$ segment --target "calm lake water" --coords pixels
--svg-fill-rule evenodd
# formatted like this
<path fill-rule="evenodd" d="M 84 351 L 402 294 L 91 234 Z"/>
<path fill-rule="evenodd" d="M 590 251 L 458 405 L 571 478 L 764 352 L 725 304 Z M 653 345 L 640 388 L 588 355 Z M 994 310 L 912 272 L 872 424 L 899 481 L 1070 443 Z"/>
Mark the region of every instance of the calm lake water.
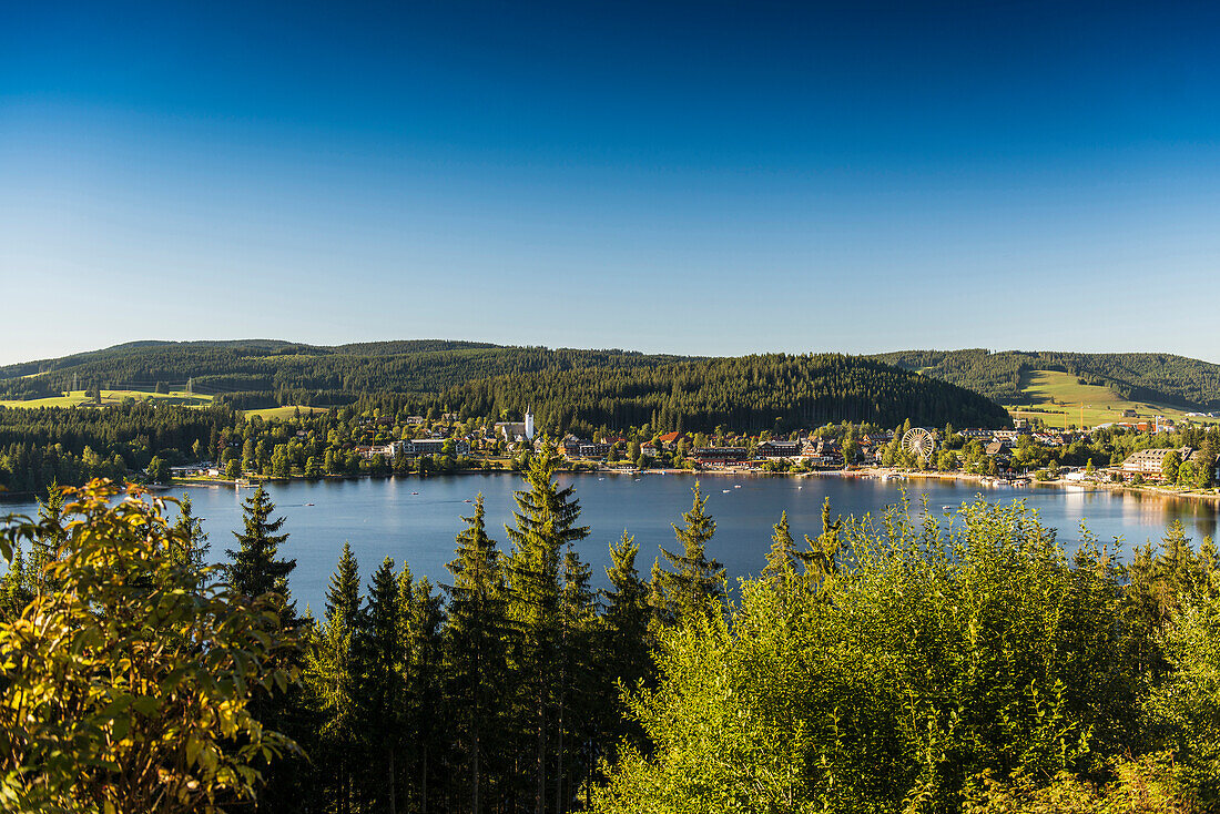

## Aim
Show each line of the records above that contains the string "calm", treating uppercase and lowercase letters as different.

## Task result
$ segment --target "calm lake water" --coords pixels
Mark the region of every instance of the calm lake water.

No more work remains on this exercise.